[AVAILABLE DATA]
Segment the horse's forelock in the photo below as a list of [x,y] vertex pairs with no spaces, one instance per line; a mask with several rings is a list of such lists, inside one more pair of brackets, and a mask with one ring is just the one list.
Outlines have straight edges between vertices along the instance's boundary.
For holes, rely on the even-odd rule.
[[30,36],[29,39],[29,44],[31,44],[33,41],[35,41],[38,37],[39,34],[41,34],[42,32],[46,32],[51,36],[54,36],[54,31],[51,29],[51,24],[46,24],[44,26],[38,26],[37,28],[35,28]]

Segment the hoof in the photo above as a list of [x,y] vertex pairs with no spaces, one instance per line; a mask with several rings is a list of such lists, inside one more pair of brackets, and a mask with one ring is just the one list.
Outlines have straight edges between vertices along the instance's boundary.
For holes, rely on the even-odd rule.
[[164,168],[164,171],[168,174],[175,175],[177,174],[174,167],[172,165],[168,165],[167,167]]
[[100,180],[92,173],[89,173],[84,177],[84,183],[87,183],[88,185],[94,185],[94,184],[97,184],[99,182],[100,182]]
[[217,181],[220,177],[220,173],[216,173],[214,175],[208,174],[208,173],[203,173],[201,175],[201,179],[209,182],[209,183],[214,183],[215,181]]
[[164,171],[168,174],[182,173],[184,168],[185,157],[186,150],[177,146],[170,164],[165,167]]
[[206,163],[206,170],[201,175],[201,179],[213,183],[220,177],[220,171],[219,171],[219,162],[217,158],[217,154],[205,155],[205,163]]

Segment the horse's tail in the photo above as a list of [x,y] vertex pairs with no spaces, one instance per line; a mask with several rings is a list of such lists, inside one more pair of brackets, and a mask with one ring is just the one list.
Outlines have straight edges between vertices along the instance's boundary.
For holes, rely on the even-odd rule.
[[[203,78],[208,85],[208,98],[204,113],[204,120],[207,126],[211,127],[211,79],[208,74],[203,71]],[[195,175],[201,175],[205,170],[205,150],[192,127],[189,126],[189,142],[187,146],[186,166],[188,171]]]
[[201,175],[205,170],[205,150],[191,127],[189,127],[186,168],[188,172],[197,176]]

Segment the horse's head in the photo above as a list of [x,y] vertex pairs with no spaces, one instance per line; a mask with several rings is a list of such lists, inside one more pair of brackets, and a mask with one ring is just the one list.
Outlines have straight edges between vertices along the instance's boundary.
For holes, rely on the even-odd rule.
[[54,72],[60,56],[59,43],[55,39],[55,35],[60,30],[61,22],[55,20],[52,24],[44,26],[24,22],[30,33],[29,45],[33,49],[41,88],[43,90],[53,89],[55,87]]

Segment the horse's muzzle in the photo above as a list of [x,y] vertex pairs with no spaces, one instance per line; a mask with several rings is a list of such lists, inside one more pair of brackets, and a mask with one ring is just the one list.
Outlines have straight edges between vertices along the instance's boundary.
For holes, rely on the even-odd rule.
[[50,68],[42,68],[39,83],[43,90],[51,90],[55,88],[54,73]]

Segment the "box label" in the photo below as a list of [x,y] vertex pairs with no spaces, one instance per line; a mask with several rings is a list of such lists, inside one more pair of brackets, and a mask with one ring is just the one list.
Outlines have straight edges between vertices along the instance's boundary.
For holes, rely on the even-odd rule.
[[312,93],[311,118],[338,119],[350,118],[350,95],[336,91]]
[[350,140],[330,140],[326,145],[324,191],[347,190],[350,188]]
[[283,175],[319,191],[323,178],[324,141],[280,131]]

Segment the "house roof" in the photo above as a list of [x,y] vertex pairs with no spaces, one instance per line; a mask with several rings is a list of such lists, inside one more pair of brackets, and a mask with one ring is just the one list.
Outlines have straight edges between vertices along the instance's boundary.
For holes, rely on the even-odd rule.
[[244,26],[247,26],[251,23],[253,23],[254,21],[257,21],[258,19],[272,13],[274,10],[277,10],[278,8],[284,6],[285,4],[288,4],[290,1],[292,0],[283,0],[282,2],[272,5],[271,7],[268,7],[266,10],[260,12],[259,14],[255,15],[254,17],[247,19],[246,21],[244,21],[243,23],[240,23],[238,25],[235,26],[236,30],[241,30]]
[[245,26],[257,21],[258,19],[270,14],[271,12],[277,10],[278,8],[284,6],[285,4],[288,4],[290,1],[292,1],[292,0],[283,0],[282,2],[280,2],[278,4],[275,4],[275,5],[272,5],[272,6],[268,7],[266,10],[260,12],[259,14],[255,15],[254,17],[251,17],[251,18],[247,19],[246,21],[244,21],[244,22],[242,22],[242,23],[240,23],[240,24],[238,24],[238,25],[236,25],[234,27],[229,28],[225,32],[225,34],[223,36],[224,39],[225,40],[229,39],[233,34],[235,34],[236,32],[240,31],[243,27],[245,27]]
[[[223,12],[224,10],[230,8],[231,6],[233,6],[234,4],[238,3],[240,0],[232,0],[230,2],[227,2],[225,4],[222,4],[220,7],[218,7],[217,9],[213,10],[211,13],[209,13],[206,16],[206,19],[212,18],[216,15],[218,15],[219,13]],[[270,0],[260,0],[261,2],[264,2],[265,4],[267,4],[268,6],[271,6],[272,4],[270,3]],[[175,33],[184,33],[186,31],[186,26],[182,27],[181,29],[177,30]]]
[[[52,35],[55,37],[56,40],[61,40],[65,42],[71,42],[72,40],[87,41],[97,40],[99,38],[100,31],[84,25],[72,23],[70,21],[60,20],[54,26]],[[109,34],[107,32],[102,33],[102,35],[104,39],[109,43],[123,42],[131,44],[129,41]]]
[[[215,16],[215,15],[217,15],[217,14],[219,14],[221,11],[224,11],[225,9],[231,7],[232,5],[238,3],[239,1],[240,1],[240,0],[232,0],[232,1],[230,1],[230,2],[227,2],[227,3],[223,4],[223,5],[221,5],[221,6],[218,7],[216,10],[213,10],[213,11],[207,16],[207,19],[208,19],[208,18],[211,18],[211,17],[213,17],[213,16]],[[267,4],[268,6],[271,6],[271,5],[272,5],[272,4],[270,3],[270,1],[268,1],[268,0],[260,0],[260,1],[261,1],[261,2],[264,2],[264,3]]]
==
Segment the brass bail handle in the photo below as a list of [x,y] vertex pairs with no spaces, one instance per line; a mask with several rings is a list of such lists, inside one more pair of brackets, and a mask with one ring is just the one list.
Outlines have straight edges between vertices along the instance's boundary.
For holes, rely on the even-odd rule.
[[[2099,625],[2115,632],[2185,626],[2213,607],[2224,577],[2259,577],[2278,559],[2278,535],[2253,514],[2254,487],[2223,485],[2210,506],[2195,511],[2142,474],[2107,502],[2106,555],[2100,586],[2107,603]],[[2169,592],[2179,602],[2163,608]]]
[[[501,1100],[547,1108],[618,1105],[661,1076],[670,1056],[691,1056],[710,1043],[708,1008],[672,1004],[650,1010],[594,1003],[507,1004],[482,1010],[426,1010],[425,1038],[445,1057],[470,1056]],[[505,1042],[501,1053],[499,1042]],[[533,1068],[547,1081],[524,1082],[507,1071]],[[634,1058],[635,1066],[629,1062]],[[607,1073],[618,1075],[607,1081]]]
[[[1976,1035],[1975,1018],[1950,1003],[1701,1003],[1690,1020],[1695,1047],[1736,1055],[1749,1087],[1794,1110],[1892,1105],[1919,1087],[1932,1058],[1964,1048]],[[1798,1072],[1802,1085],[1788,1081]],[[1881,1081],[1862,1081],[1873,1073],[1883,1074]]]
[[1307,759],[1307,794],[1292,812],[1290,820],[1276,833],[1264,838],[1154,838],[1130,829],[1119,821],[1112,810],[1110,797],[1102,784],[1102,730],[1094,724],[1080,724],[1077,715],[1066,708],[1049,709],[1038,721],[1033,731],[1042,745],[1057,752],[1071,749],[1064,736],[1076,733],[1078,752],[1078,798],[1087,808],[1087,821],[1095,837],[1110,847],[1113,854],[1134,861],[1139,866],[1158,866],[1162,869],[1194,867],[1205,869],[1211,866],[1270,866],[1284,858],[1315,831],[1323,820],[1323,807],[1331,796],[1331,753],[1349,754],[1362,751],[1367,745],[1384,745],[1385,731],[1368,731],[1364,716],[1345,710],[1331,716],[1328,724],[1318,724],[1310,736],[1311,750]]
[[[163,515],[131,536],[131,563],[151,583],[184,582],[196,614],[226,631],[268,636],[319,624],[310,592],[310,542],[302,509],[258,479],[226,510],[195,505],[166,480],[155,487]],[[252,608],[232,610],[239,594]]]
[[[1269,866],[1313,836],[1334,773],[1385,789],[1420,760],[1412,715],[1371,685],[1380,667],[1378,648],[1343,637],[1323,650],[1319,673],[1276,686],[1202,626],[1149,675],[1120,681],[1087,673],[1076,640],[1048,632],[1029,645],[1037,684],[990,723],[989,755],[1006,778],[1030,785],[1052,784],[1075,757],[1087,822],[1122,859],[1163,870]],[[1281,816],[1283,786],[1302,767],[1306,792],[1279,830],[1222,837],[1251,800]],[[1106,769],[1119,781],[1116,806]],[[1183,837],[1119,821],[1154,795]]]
* * *
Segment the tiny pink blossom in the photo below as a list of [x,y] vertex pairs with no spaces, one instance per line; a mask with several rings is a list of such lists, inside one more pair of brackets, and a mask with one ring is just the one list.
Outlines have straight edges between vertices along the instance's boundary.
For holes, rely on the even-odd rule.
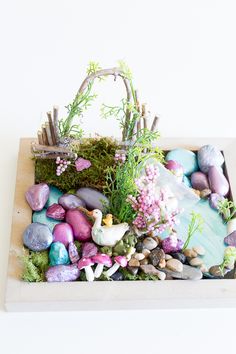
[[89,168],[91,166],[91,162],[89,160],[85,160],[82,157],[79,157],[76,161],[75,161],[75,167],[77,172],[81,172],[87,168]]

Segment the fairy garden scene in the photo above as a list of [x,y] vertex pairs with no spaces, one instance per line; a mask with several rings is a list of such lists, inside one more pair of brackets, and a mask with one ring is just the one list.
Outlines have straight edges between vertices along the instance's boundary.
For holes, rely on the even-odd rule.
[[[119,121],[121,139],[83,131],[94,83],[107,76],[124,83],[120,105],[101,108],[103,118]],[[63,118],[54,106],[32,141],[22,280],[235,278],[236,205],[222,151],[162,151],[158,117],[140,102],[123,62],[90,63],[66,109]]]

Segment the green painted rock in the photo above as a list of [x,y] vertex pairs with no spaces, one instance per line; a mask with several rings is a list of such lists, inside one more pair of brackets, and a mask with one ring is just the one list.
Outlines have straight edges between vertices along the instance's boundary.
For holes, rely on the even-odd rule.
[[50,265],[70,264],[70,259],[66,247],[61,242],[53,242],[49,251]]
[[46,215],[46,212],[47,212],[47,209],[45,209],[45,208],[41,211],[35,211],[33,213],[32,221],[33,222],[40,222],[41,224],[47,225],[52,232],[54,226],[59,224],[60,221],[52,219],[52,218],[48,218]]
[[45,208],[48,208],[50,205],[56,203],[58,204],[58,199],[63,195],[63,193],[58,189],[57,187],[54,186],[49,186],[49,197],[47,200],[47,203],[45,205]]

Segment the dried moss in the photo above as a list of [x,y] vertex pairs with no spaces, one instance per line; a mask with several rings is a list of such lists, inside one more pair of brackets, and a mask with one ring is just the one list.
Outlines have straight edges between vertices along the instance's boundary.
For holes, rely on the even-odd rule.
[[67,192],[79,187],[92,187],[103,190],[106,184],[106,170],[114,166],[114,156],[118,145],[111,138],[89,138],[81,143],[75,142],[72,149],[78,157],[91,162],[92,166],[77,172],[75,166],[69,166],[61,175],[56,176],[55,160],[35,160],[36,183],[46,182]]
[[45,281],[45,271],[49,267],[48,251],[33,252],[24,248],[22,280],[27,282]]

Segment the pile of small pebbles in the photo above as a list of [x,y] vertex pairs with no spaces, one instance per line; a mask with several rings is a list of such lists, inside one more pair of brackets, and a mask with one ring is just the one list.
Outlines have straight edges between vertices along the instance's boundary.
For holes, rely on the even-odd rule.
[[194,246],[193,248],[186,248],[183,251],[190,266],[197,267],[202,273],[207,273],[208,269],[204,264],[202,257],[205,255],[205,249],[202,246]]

[WHAT IS BEING ASKED]
For each line of the material that includes the word "above", make a copy.

[EXERCISE OUTPUT]
Segment the hoof in the photo above as a list of [x,y] vertex pairs with no spaces, one instance per line; a mask with several rings is a list of such lists, inside one more pair of brackets, and a mask with one ring is just the one list.
Segment the horse's tail in the photo above as a list of [x,y] vertex pairs with no spaces, one instance per line; a mask with several rings is a list of such lists, inside one more pair of brackets, and a mask with one ring is just the one list.
Segment the horse's head in the photo above as a list of [x,y] vertex pairs with no spaces, one instance per line; a mask with several rings is a list of such lists, inside one more pair of brackets, and a mask with one ring is just the one list.
Segment the horse's muzzle in the photo above as a list of [x,y] vertex pairs with no spaces, one instance per line; a mask with several rings is a list of such lists, inside one more pair of brackets, and a mask with one ring is just the one list.
Segment the "house roof" in the photo above as a list of [x,y] vertex pairs with no spaces, one instance per line; a mask with several rings is a list of such lists, inside one more pair of brackets, and a mask with one ring is just the one list.
Segment the fairy garden scene in the photo above as a list of [x,y] vertex pairs with no spaces, one instance per line; a mask with several rings is a list of such lists, inside one more pair of brackets, and a mask with one ring is just the one list.
Segment the green painted rock in the photo above as a list of [x,y] vertex pairs with no spaces, one instance per line; a mask with several rings is a list of such lists, inside one more pair of brackets, and a mask with one ring is just the one list.
Segment the dried moss in the photo above as a list of [x,y] vertex pairs with no spaces, one instance per line; a mask with several rings is a list of such lists, inside one more pair of brackets, and a mask with one ring is just the one list.
Segment the pile of small pebbles in the photo above as a list of [x,y] vertex pairs with no spaces, one instance per line; a mask with several rings is a list of such lists, inside one more pair of brackets, and a mask with one ring is just the one list.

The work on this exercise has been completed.